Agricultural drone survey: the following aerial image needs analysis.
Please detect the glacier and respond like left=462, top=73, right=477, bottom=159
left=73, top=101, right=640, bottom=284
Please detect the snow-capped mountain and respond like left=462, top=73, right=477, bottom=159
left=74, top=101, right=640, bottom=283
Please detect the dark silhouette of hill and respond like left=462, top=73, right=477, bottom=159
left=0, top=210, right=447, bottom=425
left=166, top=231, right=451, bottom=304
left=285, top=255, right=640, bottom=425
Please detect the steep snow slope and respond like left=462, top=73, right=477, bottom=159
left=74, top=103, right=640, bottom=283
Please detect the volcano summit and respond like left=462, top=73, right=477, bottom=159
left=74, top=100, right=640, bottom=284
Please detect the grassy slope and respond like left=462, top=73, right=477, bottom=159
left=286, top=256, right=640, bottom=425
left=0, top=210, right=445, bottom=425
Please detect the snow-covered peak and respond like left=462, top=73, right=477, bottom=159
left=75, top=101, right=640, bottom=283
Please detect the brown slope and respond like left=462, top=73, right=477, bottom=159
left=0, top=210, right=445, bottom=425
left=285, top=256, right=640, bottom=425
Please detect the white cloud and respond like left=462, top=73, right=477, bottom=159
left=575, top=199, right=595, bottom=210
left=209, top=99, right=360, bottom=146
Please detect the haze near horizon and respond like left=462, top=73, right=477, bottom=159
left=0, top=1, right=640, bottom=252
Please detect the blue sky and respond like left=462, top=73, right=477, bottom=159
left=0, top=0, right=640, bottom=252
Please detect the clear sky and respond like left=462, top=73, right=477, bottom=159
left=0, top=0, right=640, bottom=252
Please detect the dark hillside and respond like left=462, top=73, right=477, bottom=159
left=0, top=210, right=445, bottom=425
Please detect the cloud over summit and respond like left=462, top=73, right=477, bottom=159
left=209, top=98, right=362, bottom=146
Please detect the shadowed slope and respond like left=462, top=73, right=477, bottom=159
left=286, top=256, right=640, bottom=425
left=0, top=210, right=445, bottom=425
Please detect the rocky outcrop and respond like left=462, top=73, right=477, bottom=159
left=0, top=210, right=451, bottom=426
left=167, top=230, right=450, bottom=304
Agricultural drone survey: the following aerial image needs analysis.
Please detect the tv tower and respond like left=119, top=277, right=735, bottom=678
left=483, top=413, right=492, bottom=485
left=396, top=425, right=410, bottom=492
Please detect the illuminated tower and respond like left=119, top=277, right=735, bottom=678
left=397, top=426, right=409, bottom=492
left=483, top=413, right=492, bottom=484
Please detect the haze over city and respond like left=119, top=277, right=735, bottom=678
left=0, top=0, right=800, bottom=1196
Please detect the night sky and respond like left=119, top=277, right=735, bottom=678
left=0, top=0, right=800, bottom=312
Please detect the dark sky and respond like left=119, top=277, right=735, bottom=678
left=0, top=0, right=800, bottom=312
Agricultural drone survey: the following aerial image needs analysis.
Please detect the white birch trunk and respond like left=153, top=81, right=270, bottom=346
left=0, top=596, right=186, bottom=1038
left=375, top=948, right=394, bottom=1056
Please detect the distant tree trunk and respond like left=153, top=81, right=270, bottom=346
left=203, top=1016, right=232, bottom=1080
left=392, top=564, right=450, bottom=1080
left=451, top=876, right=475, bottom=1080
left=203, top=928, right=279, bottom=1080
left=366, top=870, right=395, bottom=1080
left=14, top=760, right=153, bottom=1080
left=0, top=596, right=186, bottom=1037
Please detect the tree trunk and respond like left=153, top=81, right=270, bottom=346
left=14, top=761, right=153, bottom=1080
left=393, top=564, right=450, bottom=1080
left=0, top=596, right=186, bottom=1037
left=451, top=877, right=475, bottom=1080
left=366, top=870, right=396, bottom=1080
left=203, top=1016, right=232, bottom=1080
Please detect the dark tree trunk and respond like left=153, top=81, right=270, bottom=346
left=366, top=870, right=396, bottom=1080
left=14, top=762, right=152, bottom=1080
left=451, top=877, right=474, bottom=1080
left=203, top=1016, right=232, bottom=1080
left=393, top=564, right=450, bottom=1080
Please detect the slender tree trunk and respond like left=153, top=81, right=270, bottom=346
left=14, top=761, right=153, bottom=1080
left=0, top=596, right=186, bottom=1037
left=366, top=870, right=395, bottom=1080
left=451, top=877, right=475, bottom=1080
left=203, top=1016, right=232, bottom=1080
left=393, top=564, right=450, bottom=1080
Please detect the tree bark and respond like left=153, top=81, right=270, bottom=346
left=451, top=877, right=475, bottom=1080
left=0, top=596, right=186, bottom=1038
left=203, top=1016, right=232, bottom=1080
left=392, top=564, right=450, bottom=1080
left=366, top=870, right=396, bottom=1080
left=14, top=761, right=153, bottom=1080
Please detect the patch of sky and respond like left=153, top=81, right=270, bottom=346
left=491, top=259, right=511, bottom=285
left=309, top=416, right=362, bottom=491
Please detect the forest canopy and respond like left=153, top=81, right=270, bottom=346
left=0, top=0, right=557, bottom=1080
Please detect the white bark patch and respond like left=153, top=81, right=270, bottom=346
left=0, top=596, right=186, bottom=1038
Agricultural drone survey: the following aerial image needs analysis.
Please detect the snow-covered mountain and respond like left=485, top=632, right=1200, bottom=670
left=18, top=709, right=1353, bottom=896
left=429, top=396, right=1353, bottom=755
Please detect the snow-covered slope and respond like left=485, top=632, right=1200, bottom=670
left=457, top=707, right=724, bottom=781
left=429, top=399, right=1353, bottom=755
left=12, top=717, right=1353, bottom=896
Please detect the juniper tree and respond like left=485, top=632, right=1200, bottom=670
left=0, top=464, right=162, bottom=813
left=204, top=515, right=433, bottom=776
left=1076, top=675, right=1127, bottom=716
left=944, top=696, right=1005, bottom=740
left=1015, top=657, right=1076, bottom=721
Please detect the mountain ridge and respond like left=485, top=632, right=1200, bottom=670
━━━━━━━━
WORK TO BE COMPLETED: Reproduce every one of the items above word for word, without changing anything.

TASK OUTPUT:
Agricultural drone survey: the following aerial image needs analysis.
Please detect the glacier and respond like left=462, top=73, right=477, bottom=159
left=73, top=101, right=640, bottom=284
Please detect the snow-capped mountain and respond like left=462, top=73, right=477, bottom=159
left=74, top=101, right=640, bottom=283
Please detect the dark silhouette of hill and respond like left=462, top=73, right=477, bottom=159
left=0, top=210, right=447, bottom=425
left=166, top=231, right=451, bottom=304
left=285, top=255, right=640, bottom=425
Please detect the steep snow slope and respond like left=462, top=73, right=477, bottom=159
left=74, top=103, right=640, bottom=283
Please detect the volcano summit and respond like left=462, top=73, right=477, bottom=159
left=74, top=100, right=640, bottom=284
Please detect the grassy slope and respond like left=462, top=73, right=477, bottom=159
left=286, top=256, right=640, bottom=425
left=0, top=210, right=445, bottom=425
Please detect the snow-covered peak and respond like left=462, top=73, right=477, bottom=159
left=75, top=101, right=640, bottom=283
Please detect the brown slope and respond like left=462, top=73, right=477, bottom=159
left=0, top=210, right=445, bottom=425
left=285, top=256, right=640, bottom=425
Please detect the white cloud and respond like left=462, top=73, right=477, bottom=159
left=575, top=199, right=595, bottom=210
left=209, top=99, right=360, bottom=146
Please detect the haze near horizon and respond like left=462, top=73, right=477, bottom=159
left=0, top=1, right=640, bottom=252
Please detect the blue sky and respond like left=462, top=73, right=477, bottom=159
left=0, top=0, right=640, bottom=252
Please detect the clear sky and respond like left=462, top=73, right=477, bottom=159
left=0, top=0, right=640, bottom=252
Please detect the dark hillside and respond like left=462, top=73, right=477, bottom=159
left=0, top=210, right=445, bottom=425
Please detect the cloud over summit and respond like left=462, top=73, right=477, bottom=159
left=209, top=98, right=362, bottom=146
Please detect the shadowed slope and respond like left=462, top=73, right=477, bottom=159
left=286, top=256, right=640, bottom=425
left=0, top=210, right=445, bottom=425
Please detect the rocky outcrop and respond like left=462, top=73, right=477, bottom=159
left=0, top=210, right=451, bottom=426
left=167, top=230, right=450, bottom=304
Agricultural drone survey: the following aerial image needs analysis.
Please detect the tv tower and respond like left=119, top=277, right=735, bottom=678
left=483, top=413, right=492, bottom=485
left=396, top=425, right=410, bottom=492
Please detect the illuminated tower and respond like left=119, top=277, right=735, bottom=678
left=397, top=426, right=409, bottom=492
left=483, top=413, right=492, bottom=484
Please detect the haze over city and respond like left=119, top=277, right=735, bottom=678
left=0, top=0, right=800, bottom=1196
Please detect the night sky and respond like left=119, top=277, right=735, bottom=678
left=0, top=0, right=800, bottom=312
Please detect the dark sky and respond like left=119, top=277, right=735, bottom=678
left=0, top=0, right=800, bottom=312
Agricultural drone survey: the following aerial image needs analysis.
Please detect the white birch trunk and respond like left=153, top=81, right=270, bottom=346
left=0, top=596, right=186, bottom=1038
left=375, top=948, right=394, bottom=1056
Please detect the distant tree trunk and respond like left=153, top=81, right=270, bottom=346
left=203, top=1016, right=232, bottom=1080
left=392, top=564, right=450, bottom=1080
left=451, top=876, right=475, bottom=1080
left=203, top=928, right=279, bottom=1080
left=366, top=870, right=395, bottom=1080
left=14, top=760, right=153, bottom=1080
left=0, top=596, right=186, bottom=1037
Please detect the tree trunk and respond like left=153, top=81, right=270, bottom=346
left=14, top=761, right=153, bottom=1080
left=393, top=564, right=450, bottom=1080
left=0, top=596, right=186, bottom=1037
left=451, top=877, right=475, bottom=1080
left=366, top=870, right=396, bottom=1080
left=203, top=1016, right=232, bottom=1080
Please detect the dark tree trunk and respond like left=153, top=81, right=270, bottom=346
left=366, top=870, right=396, bottom=1080
left=14, top=762, right=152, bottom=1080
left=451, top=877, right=474, bottom=1080
left=203, top=1016, right=232, bottom=1080
left=393, top=564, right=450, bottom=1080
Please detect the slender tree trunk and respond like left=153, top=81, right=270, bottom=346
left=14, top=761, right=153, bottom=1080
left=0, top=596, right=186, bottom=1037
left=366, top=870, right=395, bottom=1080
left=451, top=877, right=475, bottom=1080
left=203, top=1016, right=232, bottom=1080
left=393, top=564, right=450, bottom=1080
Please detect the tree bark and respond like left=153, top=81, right=270, bottom=346
left=451, top=877, right=475, bottom=1080
left=0, top=596, right=186, bottom=1038
left=203, top=1016, right=232, bottom=1080
left=392, top=564, right=450, bottom=1080
left=366, top=870, right=396, bottom=1080
left=14, top=761, right=153, bottom=1080
Please detect the patch of sky and respond like left=153, top=81, right=270, bottom=346
left=491, top=259, right=511, bottom=285
left=309, top=416, right=362, bottom=491
Please detect the forest canopy and respond like left=153, top=81, right=270, bottom=346
left=0, top=0, right=557, bottom=1080
Please detect the white bark patch and respond like left=153, top=81, right=270, bottom=346
left=0, top=596, right=186, bottom=1038
Agricultural drone survey: the following aerial image needs analysis.
Please detect the snow-covered mountain and respond like left=485, top=632, right=1200, bottom=670
left=18, top=709, right=1353, bottom=896
left=429, top=396, right=1353, bottom=755
Please detect the snow-covered slope and respond like left=485, top=632, right=1200, bottom=670
left=457, top=707, right=724, bottom=781
left=429, top=399, right=1353, bottom=755
left=12, top=717, right=1353, bottom=896
Please detect the juniper tree and respond like left=485, top=632, right=1200, bottom=670
left=0, top=464, right=162, bottom=813
left=204, top=515, right=433, bottom=776
left=1076, top=675, right=1127, bottom=716
left=944, top=696, right=1005, bottom=740
left=1015, top=657, right=1076, bottom=721
Please detect the mountain ridge and respond like left=485, top=632, right=1200, bottom=670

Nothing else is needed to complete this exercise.